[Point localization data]
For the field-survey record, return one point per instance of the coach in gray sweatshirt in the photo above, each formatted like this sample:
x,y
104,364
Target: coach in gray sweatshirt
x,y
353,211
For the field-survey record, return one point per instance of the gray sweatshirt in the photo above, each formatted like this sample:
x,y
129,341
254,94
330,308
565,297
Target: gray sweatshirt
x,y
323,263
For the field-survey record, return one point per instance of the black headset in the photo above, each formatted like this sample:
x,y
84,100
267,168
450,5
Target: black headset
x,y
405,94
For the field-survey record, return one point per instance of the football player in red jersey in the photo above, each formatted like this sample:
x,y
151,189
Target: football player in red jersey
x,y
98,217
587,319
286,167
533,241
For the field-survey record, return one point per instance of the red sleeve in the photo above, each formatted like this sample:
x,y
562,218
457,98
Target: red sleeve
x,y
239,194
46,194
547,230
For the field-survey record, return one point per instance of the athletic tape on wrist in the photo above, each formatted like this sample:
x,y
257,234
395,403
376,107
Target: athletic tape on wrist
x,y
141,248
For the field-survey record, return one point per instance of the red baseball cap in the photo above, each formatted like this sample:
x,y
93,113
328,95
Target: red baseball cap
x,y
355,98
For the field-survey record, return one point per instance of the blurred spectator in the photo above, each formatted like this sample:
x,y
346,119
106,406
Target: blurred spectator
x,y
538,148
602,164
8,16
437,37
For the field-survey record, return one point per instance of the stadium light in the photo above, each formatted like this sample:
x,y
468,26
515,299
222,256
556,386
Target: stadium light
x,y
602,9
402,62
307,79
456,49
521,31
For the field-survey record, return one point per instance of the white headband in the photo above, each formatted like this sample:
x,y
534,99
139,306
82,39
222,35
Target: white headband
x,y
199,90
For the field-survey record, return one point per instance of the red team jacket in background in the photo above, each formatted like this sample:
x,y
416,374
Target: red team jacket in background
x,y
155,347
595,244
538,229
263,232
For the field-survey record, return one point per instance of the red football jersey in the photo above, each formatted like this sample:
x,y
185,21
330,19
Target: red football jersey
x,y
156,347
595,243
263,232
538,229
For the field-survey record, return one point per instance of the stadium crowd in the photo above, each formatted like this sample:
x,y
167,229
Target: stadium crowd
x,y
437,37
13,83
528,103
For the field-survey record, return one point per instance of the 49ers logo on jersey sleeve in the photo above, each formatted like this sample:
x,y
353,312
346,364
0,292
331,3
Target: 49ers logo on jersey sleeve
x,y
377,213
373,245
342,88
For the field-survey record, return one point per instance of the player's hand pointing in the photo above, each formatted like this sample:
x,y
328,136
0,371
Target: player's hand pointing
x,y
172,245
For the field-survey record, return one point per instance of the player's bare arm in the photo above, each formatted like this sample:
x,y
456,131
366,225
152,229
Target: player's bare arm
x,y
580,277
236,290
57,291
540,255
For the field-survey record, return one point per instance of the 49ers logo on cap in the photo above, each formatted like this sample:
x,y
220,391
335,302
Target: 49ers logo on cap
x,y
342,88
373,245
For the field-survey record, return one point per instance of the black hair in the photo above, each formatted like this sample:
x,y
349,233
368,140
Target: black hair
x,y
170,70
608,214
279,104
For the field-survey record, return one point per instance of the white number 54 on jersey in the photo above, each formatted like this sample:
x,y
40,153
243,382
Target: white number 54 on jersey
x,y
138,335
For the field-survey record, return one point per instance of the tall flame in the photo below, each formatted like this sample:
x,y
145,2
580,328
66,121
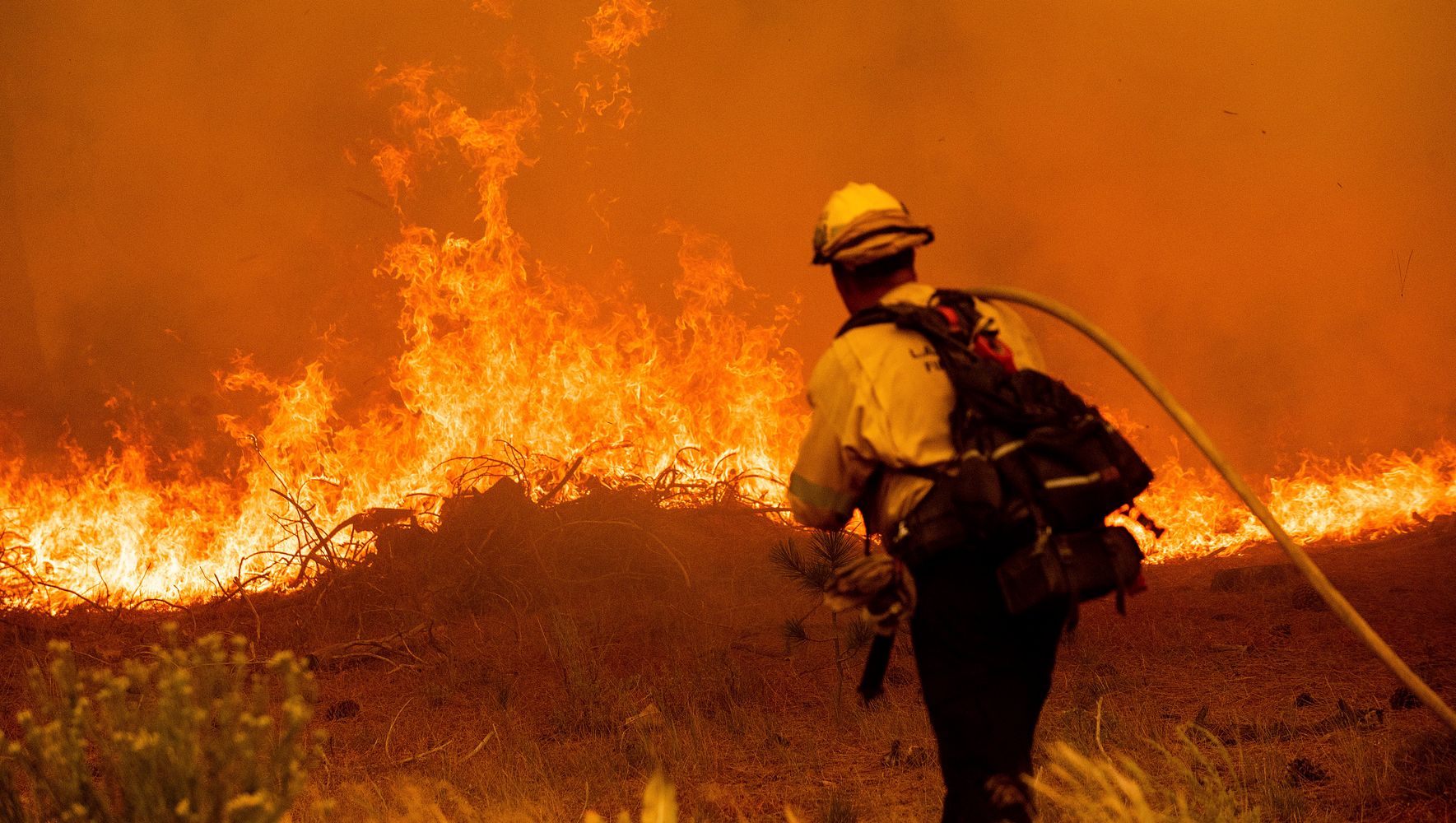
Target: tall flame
x,y
507,370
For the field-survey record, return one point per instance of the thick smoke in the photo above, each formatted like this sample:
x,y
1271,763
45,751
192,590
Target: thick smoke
x,y
1255,200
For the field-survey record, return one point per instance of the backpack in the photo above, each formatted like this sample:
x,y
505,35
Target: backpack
x,y
1039,469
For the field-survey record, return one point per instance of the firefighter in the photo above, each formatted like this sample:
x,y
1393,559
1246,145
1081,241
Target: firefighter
x,y
882,405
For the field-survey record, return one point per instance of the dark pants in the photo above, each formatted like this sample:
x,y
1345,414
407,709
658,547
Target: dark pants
x,y
984,675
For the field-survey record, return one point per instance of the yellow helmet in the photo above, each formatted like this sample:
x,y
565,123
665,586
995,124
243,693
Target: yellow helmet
x,y
863,223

WHAT IS EXPECTED:
In your copy, reproduce the data above exactly and skip every picture.

TASK RESPONSE:
For the field-survey record, return one point per instance of the coach in gray sweatshirt in the photo above, each formatted like this sample:
x,y
104,364
Target: coach in gray sweatshirt
x,y
353,211
For the field-survey record, return one point per instance of the gray sweatshirt in the photo above, each formatted like this sample:
x,y
129,341
254,94
330,308
565,297
Target: gray sweatshirt
x,y
323,263
For the field-survey record, return one point per instance of the black headset in the photo above, each formatted like this sample:
x,y
84,100
267,168
450,5
Target: black headset
x,y
405,94
For the field-survey record, return one point per instance of the football player in red jersey in the photo above, each formatted like this sample:
x,y
151,189
Target: football player in red jersey
x,y
98,217
587,319
286,167
533,241
For the field-survey record, return one point per instance of the red sleeve in the photo above, each formatted like this sample:
x,y
562,218
457,98
Target: red sleeve
x,y
239,194
46,194
547,230
For the field-survey record, return one point per instance of the athletic tape on wrist in the photo above, each formatted like this sample:
x,y
257,234
395,403
376,107
Target: athletic tape on wrist
x,y
141,248
For the field-survey record, return one point per instance of the red baseball cap in the photo above, each formatted like this sample:
x,y
93,113
328,95
Target: red baseball cap
x,y
355,98
For the field-survey record, return one point per instance of the blurred spectator in the photo above, each formatted like this sample:
x,y
346,119
106,406
Target: blurred spectator
x,y
538,148
602,164
8,16
437,37
For the field-survey record, return one point per instance of the stadium light in the photo above, each formatted like this sample:
x,y
468,26
515,299
222,256
556,386
Target: stadium light
x,y
602,9
402,62
307,79
456,49
521,31
For the field-survey record, return one point per instance of the white headband in the photo above, each formatted like this sample:
x,y
534,99
139,306
82,39
222,35
Target: white headband
x,y
199,90
For the field-survey record, return one point per instance of the red team jacket in background in the photo above, each formatted like this sample:
x,y
416,374
Target: red team jacket in background
x,y
155,347
595,244
538,229
263,232
For the field-survey record, return one point per instance of the red football jersey in the photo above, each formatted like this sample:
x,y
185,21
330,19
Target: red football jersey
x,y
156,347
595,243
263,232
538,229
For the field-survey record, return one point per instance of the stadium crowd in the photo above, each formatted like this sample:
x,y
167,229
Target: stadium crowd
x,y
437,37
13,83
528,103
For the field-survey record, return one point per instance of the 49ers logo on jersey sleeve in the photo above, each formatted like this sample:
x,y
353,312
346,364
0,292
331,3
Target: 49ers logo on jersey sleeve
x,y
377,213
373,245
342,88
For the field-survey record, return one point per instance of the player's hand pointing in the photo above, each formatted like this sample:
x,y
328,136
0,371
Target: player's hand pointing
x,y
172,245
For the field-survey record, return one point per instance of the player's bare arm in the photo above, each formatted like this sample:
x,y
456,131
366,225
152,229
Target: player's bare arm
x,y
580,277
236,290
57,291
540,255
For the field-survey record, return one point per instance of the 49ers logo on cap in the photo above, each formatted like this sample:
x,y
220,391
335,302
Target: 49ers logo on cap
x,y
342,88
373,245
For the field-survey record, return one point per instance of the black hair in the photo above, each formatted like this sample:
x,y
349,233
368,140
Target: black hair
x,y
170,70
608,214
279,104
For the field-survey record, return one point per instance of the white number 54 on jersey in the photo above, each formatted like this sample:
x,y
40,153
243,382
Target: white number 54 on jersey
x,y
138,335
For the field-survey record, return one point per instance of the tall flame in the photo below, each formatted like this sample:
x,y
145,2
580,328
66,121
Target: tall flame
x,y
507,370
For the field-survey record, return one point per instance of the thick smoke in the photo above, each formatted like this sample:
x,y
1271,763
45,751
192,590
Target: thick smoke
x,y
1255,200
For the field-survey record, return one point per instance of the backpack in the photo above, each formatted like this sample:
x,y
505,35
Target: backpack
x,y
1039,469
For the field-survey record, return one point per instance of the firefighter in the photo above, each formatted like this sample:
x,y
1393,559
1246,145
1081,241
Target: firefighter
x,y
882,405
For the field-survey record, return one point per instance of the dark pants in the photo above, each formatted like this sample:
x,y
1345,414
407,709
658,547
Target: dark pants
x,y
984,675
For the field-survey record, return one point per instance of the yellow helmet in the photo above, each formatted like this sample:
x,y
565,123
665,586
995,124
243,693
Target: yellow helmet
x,y
863,223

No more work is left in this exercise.